Once the line with "box: [600, 851, 635, 869]" is found in the data, output it and each following line exactly, up to and including the line with "box: [512, 522, 584, 660]", and nothing before or after.

_ _ _

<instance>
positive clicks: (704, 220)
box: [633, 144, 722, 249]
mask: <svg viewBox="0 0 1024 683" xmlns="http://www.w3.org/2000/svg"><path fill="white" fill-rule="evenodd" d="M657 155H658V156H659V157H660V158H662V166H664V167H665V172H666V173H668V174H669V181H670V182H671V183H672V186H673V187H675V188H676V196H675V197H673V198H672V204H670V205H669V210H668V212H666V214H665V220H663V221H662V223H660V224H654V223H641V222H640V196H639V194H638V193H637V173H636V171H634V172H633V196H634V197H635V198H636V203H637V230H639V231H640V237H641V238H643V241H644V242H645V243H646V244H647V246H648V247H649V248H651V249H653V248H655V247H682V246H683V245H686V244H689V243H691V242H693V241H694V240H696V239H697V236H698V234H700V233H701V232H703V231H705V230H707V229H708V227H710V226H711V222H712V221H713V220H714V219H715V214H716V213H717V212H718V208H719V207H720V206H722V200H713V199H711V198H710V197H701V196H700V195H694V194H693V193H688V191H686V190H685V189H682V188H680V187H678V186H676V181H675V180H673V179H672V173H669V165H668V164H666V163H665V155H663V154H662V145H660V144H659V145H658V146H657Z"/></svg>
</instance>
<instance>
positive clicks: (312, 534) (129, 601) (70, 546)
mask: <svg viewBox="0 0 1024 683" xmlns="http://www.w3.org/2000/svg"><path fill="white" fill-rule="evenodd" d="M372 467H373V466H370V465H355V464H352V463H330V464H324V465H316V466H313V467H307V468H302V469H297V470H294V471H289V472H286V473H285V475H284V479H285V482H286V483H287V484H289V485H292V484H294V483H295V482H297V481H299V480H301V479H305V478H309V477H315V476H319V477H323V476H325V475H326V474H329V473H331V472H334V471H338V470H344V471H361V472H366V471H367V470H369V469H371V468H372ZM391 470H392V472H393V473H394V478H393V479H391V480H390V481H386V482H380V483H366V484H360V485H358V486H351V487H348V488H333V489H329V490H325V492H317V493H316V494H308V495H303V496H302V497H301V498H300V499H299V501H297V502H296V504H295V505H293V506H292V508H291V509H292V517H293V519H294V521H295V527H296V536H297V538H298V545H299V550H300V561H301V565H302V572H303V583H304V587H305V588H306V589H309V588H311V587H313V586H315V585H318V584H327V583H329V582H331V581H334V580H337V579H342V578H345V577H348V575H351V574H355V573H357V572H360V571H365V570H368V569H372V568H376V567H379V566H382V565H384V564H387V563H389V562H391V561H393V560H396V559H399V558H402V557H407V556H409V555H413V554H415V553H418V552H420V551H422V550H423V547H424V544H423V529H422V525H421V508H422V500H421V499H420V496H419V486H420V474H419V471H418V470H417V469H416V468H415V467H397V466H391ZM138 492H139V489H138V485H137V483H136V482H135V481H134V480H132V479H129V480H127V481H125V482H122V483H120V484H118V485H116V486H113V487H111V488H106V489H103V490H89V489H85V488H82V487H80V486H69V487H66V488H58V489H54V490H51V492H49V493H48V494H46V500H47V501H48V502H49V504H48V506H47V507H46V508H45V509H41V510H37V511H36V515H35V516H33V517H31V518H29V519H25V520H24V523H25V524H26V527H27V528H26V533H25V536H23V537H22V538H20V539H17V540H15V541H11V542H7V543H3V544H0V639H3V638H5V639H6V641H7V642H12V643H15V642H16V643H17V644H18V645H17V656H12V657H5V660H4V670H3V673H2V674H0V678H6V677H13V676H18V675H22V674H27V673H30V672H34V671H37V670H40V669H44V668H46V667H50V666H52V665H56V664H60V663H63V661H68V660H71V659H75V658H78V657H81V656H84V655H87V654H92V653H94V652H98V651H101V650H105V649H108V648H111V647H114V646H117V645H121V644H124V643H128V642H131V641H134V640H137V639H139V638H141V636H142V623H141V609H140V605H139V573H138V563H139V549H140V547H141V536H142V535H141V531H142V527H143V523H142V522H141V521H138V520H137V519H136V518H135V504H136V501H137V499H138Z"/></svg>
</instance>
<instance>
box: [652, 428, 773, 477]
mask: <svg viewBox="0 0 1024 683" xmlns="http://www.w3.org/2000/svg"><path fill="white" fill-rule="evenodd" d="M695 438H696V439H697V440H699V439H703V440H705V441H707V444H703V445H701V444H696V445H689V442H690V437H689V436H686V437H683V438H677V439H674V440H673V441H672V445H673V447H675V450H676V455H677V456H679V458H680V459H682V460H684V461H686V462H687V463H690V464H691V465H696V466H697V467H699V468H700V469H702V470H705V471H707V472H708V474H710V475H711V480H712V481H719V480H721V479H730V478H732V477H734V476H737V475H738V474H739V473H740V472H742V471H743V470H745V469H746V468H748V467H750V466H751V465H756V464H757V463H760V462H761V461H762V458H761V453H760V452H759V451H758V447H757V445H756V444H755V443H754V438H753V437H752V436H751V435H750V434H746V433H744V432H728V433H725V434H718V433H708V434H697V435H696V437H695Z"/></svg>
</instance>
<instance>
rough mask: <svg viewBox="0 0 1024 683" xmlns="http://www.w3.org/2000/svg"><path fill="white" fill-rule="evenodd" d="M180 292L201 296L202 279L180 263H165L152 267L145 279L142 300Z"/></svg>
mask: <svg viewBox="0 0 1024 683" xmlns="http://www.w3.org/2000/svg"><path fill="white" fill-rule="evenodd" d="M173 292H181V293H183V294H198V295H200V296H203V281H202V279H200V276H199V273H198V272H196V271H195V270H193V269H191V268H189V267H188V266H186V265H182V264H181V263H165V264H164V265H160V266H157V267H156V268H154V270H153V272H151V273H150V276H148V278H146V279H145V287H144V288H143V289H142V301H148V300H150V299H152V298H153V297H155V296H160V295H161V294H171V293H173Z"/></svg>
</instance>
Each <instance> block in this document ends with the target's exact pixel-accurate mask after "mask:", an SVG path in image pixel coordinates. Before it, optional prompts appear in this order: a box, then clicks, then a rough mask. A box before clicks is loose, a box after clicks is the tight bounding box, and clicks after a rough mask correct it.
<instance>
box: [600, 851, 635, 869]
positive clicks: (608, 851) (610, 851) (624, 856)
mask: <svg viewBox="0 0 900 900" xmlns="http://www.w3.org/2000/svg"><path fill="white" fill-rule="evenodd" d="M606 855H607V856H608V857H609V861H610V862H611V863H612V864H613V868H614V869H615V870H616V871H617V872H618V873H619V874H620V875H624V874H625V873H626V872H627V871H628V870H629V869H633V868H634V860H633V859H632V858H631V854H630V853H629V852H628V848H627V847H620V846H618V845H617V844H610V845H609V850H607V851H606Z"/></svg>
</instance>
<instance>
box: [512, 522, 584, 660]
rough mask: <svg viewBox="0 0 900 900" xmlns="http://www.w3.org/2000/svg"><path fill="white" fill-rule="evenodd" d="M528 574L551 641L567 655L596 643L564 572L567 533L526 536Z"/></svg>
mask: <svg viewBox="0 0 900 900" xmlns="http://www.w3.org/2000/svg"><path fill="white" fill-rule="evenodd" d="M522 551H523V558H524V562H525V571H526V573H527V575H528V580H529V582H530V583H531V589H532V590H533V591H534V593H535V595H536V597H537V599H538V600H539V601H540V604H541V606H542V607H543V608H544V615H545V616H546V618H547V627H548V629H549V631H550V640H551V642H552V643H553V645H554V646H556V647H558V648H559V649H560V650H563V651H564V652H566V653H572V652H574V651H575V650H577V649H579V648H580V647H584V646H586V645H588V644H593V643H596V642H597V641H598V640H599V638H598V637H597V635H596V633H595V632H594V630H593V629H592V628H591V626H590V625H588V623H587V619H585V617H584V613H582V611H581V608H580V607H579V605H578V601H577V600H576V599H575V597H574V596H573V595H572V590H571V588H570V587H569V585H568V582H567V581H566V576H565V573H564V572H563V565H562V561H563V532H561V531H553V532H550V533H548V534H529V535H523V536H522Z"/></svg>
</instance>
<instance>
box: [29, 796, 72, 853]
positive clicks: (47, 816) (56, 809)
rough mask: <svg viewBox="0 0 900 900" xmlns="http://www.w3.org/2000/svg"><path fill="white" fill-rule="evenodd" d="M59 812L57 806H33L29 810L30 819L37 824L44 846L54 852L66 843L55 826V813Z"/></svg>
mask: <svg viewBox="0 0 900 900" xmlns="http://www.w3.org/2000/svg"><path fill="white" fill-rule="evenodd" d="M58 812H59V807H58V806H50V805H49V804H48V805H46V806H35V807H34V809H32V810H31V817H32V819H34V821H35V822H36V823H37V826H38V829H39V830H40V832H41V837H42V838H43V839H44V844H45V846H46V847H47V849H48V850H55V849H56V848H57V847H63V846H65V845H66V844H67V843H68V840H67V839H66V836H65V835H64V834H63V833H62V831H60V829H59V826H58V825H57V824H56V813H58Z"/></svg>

_ _ _

**Completed exercise:**
box: [600, 851, 635, 869]
positive clicks: (608, 851) (610, 851) (624, 856)
mask: <svg viewBox="0 0 900 900" xmlns="http://www.w3.org/2000/svg"><path fill="white" fill-rule="evenodd" d="M606 855H607V856H608V857H609V861H610V862H611V863H612V864H613V868H614V869H615V870H616V871H617V872H618V873H619V874H620V875H624V874H625V873H626V872H627V871H628V870H629V869H633V868H634V860H633V859H632V858H631V854H630V853H629V852H628V848H627V847H620V846H618V845H617V844H610V845H609V850H607V851H606Z"/></svg>
</instance>
<instance>
box: [512, 522, 584, 660]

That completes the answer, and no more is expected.